YOUR TASK: Please return the lines, both ends included, that run from the one containing "Wildlife camera triggered — scan the photo above for overhead" to the last line of the data below, exactly and alone.

═════ THE DATA ═════

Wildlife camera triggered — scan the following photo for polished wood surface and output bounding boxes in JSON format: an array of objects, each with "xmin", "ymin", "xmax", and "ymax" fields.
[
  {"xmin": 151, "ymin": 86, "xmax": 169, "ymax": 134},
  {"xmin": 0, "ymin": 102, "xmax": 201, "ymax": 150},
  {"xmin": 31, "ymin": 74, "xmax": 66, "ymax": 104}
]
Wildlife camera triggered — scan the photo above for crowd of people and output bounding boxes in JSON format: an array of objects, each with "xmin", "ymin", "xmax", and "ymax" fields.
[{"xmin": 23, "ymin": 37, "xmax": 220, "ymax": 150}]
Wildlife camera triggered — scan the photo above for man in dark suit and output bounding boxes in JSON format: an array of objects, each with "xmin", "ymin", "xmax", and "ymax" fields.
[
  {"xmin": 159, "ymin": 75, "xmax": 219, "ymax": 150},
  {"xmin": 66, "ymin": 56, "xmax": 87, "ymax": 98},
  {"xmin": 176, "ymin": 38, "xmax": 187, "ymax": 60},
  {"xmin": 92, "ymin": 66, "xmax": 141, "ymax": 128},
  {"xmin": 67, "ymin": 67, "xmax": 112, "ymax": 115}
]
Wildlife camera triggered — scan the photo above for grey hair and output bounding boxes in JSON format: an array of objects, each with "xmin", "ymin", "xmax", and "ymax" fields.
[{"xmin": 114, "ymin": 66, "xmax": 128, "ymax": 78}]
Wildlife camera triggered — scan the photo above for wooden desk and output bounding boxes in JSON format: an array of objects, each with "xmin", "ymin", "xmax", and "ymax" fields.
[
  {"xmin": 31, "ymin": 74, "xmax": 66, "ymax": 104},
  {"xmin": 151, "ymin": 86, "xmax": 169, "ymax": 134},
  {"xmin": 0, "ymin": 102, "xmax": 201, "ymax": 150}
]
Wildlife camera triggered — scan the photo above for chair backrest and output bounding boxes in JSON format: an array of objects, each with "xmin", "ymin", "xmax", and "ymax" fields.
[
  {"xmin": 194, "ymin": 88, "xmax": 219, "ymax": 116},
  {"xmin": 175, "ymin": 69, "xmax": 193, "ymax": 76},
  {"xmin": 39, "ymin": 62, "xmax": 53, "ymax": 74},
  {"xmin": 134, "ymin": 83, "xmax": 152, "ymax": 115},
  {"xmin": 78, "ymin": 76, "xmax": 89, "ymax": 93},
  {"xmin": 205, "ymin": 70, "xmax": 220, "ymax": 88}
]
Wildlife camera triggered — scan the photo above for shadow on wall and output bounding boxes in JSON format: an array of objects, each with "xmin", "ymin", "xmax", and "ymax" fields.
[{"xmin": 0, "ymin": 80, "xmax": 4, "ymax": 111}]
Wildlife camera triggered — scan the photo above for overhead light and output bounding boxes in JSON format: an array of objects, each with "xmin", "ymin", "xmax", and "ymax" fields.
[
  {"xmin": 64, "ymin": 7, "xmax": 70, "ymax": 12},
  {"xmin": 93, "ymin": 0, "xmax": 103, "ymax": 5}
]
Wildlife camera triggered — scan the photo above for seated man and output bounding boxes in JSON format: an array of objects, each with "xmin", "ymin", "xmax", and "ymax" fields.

═════

SOLUTION FOR THIS TASK:
Wildlife camera triggered — scan the photo above for overhead light and output bounding boxes in JSON format: an array of objects, each with "xmin", "ymin", "xmax", and "ymax" fields.
[
  {"xmin": 64, "ymin": 7, "xmax": 70, "ymax": 12},
  {"xmin": 93, "ymin": 0, "xmax": 103, "ymax": 5}
]
Wildlife camera triggered — scan the photo above for seated man and output bounding boxes in JSON format: an array of objects, each with "xmin", "ymin", "xmax", and "ymax" fields.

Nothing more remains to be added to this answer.